Model performance metrics: ROC, Conf Matrix, compare to single models
Hi tidymodels/stacks team,
I love the stacks package but cannot find any documentation to obtain model performance metrics, akin to the tidymodels workflow pipeline.
I am interested in comparing the model performance of the stacks model to my single model workflows generated using workflowsets.
For this, I would like to plot ROC and obtain sensitivity/specificity and confusion matrix values, not just obtain a single AUC at the end.
This is my current code in {stacks}. Any help would be greatly appreciated. Thanks!
########################################################################
# Define resampling and basic recipe
########################################################################
set.seed(1234)
cores <- parallel::detectCores() - 1 # determine number of cores
d_folds <- vfold_cv(d, v = 10, repeats = 5, strata = status) # creates cross validation
keep_pred <- control_resamples(save_pred = TRUE, save_workflow = TRUE)
ctrl_grid <- control_stack_grid() # use same control settings as in numeric response setting
log_recipe <- recipe(status ~., data = d) %>% step_log(all_predictors())
status_wkfl <- workflow() %>% add_recipe(log_recipe)
########################################################################
# Define models to predict status
########################################################################
logistic_reg_spec_tuned <- logistic_reg() %>% # no tuning parameters
set_engine("glm") %>%
set_mode("classification")
boost_tree_spec_tuned <- boost_tree() %>%
set_args(tree_depth = 4, learn_rate = 0.001, loss_reduction = 0.005, mtry = 2, # stop iter
min_n = 27, sample_size = 0.8125, trees = 10000) %>%
set_mode("classification") %>%
set_engine("xgboost")

Dataset entries:
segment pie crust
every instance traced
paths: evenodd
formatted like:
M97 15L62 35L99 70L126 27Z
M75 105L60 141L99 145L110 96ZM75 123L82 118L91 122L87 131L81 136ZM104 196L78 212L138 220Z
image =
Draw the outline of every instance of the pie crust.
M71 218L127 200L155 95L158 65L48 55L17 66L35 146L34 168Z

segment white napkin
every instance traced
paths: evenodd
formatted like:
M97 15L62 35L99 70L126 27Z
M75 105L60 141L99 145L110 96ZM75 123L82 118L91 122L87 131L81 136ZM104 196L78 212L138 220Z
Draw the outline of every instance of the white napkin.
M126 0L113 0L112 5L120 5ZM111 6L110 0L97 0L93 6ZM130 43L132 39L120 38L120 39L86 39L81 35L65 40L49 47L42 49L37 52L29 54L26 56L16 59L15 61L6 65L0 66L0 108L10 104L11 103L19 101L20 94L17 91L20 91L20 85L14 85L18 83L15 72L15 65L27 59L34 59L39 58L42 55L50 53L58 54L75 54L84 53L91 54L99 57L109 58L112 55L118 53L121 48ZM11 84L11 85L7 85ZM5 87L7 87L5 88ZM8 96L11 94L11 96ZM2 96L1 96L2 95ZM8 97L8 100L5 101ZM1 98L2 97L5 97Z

Aim: Please reproduce part of the stacks forum post above verbatim, starting at the words that contain "I am interested" and ending right after "at the end.".

Full output:
I am interested in comparing the model performance of the stacks model to my single model workflows generated using workflowsets.
For this, I would like to plot ROC and obtain sensitivity/specificity and confusion matrix values, not just obtain a single AUC at the end.